> **Your instructions**: Transcribe the listing exactly, leaving out every picture.

#####

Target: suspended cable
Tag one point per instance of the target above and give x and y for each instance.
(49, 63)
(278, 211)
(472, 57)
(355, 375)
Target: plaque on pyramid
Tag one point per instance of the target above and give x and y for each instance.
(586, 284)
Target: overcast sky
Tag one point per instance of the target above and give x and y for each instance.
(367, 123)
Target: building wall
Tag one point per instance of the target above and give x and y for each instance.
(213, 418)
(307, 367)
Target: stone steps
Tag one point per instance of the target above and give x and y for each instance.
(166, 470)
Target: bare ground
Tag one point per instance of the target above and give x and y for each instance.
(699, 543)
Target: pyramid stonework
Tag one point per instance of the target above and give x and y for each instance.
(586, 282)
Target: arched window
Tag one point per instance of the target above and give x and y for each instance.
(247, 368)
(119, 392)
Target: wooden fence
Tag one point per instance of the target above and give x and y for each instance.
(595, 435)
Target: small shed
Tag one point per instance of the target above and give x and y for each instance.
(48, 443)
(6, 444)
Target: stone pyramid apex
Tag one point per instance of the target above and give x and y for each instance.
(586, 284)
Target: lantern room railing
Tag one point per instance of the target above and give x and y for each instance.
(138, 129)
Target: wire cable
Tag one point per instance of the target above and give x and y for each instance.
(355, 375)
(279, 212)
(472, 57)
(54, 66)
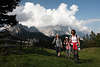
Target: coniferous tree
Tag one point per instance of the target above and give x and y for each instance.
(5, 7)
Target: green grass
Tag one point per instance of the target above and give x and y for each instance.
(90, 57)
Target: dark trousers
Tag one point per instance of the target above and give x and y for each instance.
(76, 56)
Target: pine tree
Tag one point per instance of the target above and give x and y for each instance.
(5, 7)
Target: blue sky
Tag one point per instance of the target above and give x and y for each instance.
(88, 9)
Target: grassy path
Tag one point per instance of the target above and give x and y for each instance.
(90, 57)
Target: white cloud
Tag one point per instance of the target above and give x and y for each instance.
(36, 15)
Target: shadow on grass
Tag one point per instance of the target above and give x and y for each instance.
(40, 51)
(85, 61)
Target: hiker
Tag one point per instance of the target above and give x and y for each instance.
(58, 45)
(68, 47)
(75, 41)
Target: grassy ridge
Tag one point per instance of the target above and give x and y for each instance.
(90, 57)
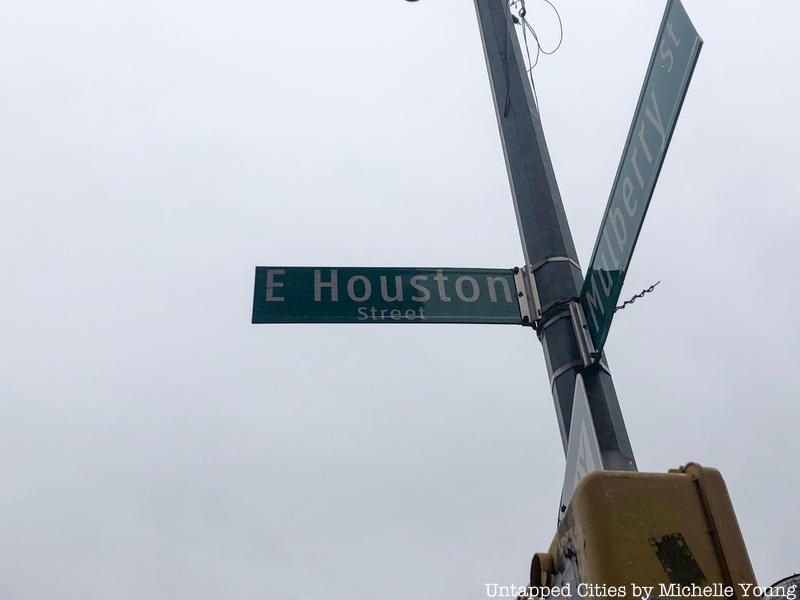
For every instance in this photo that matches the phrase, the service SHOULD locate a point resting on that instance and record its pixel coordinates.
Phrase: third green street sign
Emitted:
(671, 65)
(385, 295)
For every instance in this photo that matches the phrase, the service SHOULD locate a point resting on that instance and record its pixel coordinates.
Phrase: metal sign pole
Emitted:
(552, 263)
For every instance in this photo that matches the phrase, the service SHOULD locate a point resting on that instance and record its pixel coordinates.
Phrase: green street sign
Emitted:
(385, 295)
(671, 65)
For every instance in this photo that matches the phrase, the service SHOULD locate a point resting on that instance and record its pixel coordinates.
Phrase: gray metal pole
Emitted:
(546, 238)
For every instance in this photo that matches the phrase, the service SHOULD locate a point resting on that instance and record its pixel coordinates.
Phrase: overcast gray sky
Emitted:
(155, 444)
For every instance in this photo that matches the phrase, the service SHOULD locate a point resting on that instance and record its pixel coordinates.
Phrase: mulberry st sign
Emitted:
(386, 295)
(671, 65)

#####

> **Solved problem**:
Target: suspended cable
Tag one point per instance of the target above and give x and y for each instance.
(49, 63)
(278, 211)
(472, 57)
(355, 375)
Target: plaque on pyramid
Tag one point per instance of the target above and give x and y for each instance.
(586, 284)
Target: overcast sky
Tag one point per instance of the target above and give x and y for each instance.
(367, 123)
Target: building wall
Tag one point per instance of the target above and give x and y for each instance.
(213, 418)
(307, 367)
Target: stone steps
Tag one point per instance of the target above and give x and y for each instance.
(166, 470)
Target: bare ground
Tag one point per instance of the target above and give x and y for each instance.
(699, 543)
Target: pyramid stonework
Tag one point per instance of the target above and give x and y for each instance.
(586, 282)
Target: arched window
Tag one point per instance of the target above and give x and y for each instance.
(247, 368)
(119, 392)
Target: wooden fence
Tag one point per instance of the target above and give x and y for each instance.
(595, 435)
Target: small shed
Tag one point per instance of the target above and give x and y for each instance.
(48, 443)
(6, 444)
Target: stone pyramid apex
Tag one point per instance of the target above and give x and y for each instance.
(586, 284)
Target: lantern room railing
Tag one point per instance of the target above and give x and y for each instance.
(138, 129)
Target: wire cable
Tag one point per instance of the target above and give x and y for each instance.
(355, 375)
(279, 212)
(472, 57)
(54, 66)
Target: coniferous tree
Tag one point per instance of the target above and give x and y for each instance.
(5, 7)
Target: green grass
Tag one point per instance of the target above and give x and y for each instance.
(90, 57)
Target: dark trousers
Tag one point per instance of the target above and give x and y for each instance.
(76, 56)
Target: pine tree
Tag one point per instance of the target above and give x and y for each instance.
(5, 7)
Target: blue sky
Tag one point per instance of the target above and give x and y for each instance.
(88, 9)
Target: grassy path
Tag one point per instance of the target above and give x and y for each instance.
(90, 57)
Target: white cloud
Tag one point per instance of the target above and give x and y for each instance.
(36, 15)
Target: shadow on grass
Tag one point per instance of the target above and give x and y for each instance.
(40, 51)
(85, 61)
Target: hiker
Tag one point per instance of the target above and give x and y for each instance.
(58, 45)
(68, 47)
(75, 41)
Target: grassy ridge
Tag one point per instance of the target above and give x and y for each instance.
(90, 57)
For every instance in this photo that matches the phrase, the service SHOULD locate a point resting on that instance and record its pixel coordinates.
Phrase: third green street sign
Emitted:
(671, 65)
(385, 295)
For every instance in this photo that matches the phrase, the service SHOULD locate a point resting on that instance and record its pixel coordinates.
Phrase: metal sign pole
Emitted:
(552, 263)
For every instance in this photo that matches the phrase, the service SHOULD locate a point resting on that instance and record its pixel coordinates.
Phrase: green street sign
Emitted:
(385, 295)
(671, 65)
For every instance in this photo that matches the phrase, the service SHOULD locate a point resting on that instance and record its pixel coordinates.
Phrase: gray metal pole
Emitted:
(546, 238)
For every instance in this photo that matches the phrase, the service SHOULD locate a point resting on that instance and record its pixel coordinates.
Phrase: overcast gray sky
Emitted:
(155, 444)
For every instance in this photo that matches the phrase, the service SHOULD locate a point resting on that instance and record its pixel coordinates.
Phrase: mulberry st sign
Emitted:
(386, 295)
(671, 65)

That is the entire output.